__AVAILABLE DATA__.
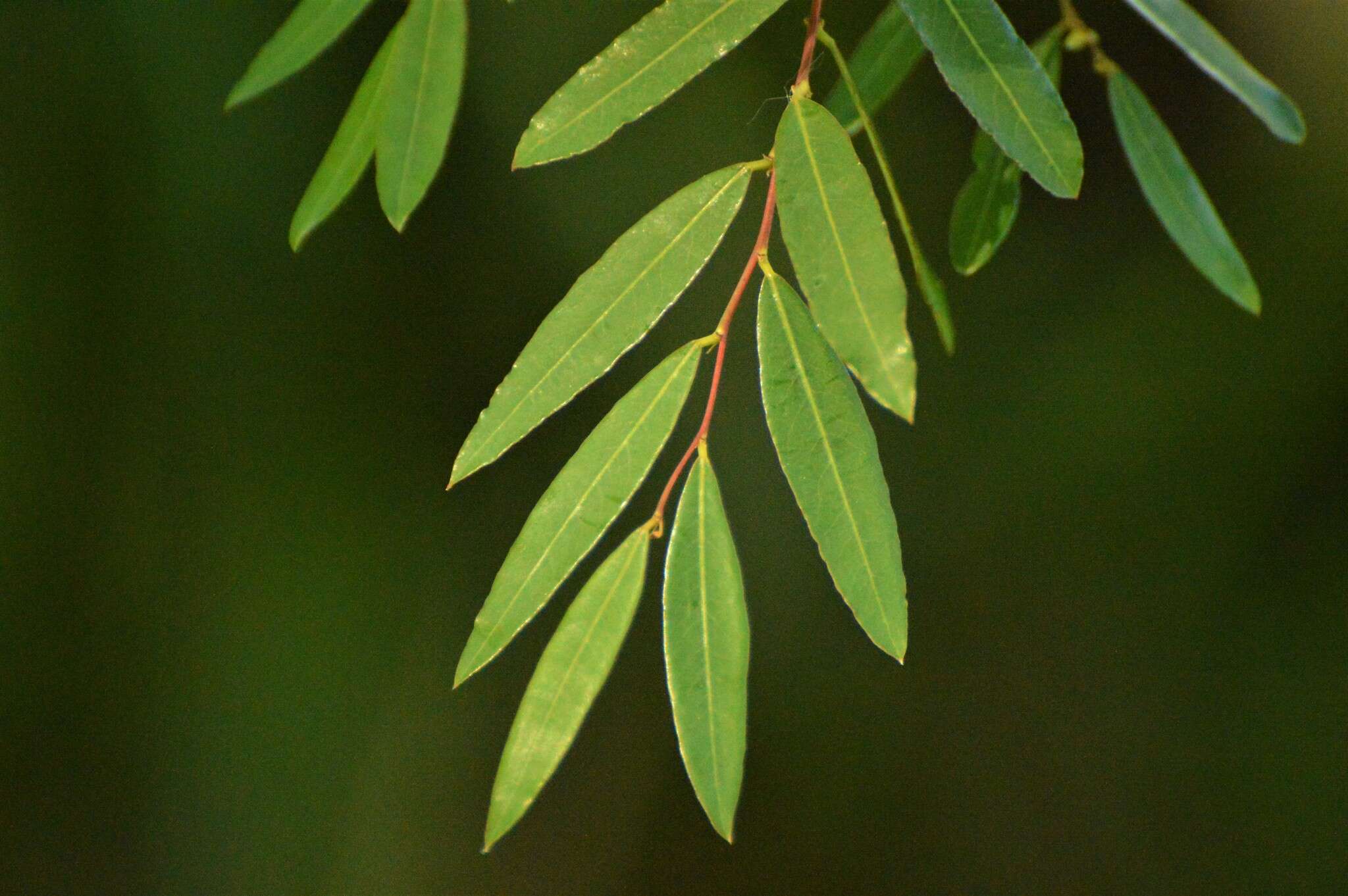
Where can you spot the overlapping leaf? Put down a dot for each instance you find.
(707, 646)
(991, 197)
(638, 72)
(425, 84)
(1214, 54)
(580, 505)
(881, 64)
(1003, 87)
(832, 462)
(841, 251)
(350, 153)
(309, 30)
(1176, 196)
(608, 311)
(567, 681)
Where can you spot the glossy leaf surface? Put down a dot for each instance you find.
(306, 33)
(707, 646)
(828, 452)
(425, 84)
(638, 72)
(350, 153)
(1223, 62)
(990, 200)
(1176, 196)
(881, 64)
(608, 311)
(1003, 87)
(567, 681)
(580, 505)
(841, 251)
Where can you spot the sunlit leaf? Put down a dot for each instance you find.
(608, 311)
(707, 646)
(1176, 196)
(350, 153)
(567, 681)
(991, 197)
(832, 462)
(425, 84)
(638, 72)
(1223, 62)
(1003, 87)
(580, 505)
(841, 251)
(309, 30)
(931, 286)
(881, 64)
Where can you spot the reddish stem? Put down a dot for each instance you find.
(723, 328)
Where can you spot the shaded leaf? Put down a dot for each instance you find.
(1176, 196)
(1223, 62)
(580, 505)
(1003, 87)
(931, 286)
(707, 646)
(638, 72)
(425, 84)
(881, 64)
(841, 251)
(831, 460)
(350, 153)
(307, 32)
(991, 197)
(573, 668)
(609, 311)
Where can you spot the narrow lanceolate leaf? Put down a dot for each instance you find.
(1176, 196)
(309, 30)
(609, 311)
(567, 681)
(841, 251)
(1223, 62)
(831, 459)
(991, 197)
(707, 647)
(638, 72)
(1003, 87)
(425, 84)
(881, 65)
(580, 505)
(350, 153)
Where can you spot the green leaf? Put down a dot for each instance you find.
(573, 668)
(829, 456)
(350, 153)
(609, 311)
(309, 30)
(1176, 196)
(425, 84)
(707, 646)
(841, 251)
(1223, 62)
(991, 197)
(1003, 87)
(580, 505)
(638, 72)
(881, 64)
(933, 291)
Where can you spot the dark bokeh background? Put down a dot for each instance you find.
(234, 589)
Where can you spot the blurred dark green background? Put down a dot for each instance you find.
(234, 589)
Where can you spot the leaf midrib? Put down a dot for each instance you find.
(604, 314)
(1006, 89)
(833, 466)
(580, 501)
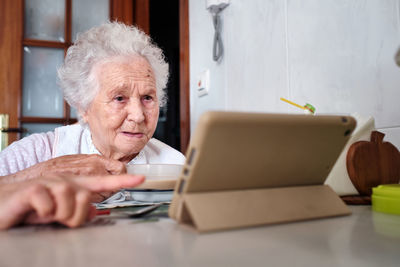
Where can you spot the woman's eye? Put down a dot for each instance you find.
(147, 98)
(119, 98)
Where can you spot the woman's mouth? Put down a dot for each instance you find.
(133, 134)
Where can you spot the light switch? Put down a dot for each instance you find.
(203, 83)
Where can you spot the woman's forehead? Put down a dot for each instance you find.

__DIRECTIVE__. Your task is to transcribe all of the records precisely, with no images included.

__FINISHED TASK__.
Where can you spot the overlapping leaf? Put down a dot for each instance you find.
(707, 646)
(991, 197)
(638, 72)
(425, 84)
(1214, 54)
(580, 505)
(881, 64)
(1003, 87)
(832, 462)
(841, 251)
(350, 153)
(309, 30)
(1176, 196)
(608, 311)
(567, 681)
Where can you spot the glossy leaf surface? Put down a dot for each instance you find.
(306, 33)
(707, 646)
(828, 452)
(425, 84)
(638, 72)
(350, 153)
(1223, 62)
(990, 200)
(1176, 196)
(881, 64)
(608, 311)
(1003, 87)
(567, 681)
(580, 505)
(841, 251)
Where can you spot the sunlit leaf? Put down a dot for each instance you find.
(608, 311)
(707, 646)
(1176, 196)
(350, 153)
(567, 681)
(991, 197)
(832, 462)
(425, 84)
(638, 72)
(1223, 62)
(1003, 87)
(580, 505)
(841, 251)
(309, 30)
(931, 286)
(881, 64)
Where can you spot the reddish stem? Put down a dot for each instance you find.
(723, 328)
Where can you spot the shaded leaf? Put down a dot for each instance you find.
(1176, 196)
(1223, 62)
(580, 505)
(1003, 87)
(931, 286)
(707, 646)
(638, 72)
(425, 84)
(881, 64)
(841, 251)
(831, 460)
(350, 153)
(307, 32)
(991, 197)
(573, 668)
(609, 311)
Where can you spot the narrow lanceolate leaf? Put down a dot for each instance you find.
(1176, 196)
(309, 30)
(609, 311)
(567, 681)
(841, 251)
(1223, 62)
(831, 459)
(991, 197)
(707, 647)
(638, 72)
(1003, 87)
(425, 84)
(881, 65)
(580, 505)
(350, 153)
Where can you spot the green leaf? Put down a dot for each instance you find.
(573, 668)
(829, 456)
(350, 153)
(609, 311)
(309, 30)
(1176, 196)
(425, 84)
(707, 646)
(841, 251)
(1223, 62)
(991, 197)
(1003, 87)
(580, 505)
(638, 72)
(881, 64)
(933, 291)
Where can you spot the dark bokeh background? Put down a dot for each instance you find.
(234, 589)
Where can you spot the blurred dark green background? Put down a dot for each instance you find.
(234, 589)
Where can you spot the leaf midrib? Put down a dot for each instance you find.
(604, 314)
(1006, 89)
(833, 466)
(580, 501)
Where can you spot the woman's eye? Put down a dot for each instance you find.
(147, 98)
(119, 98)
Where can you spot the woman's mouth? Put down a dot for each instance you find.
(133, 134)
Where can you spot the light switch? Put down a dot for each instance you find.
(203, 83)
Where can you spot the woman's forehead? Put down a dot for each instance you find.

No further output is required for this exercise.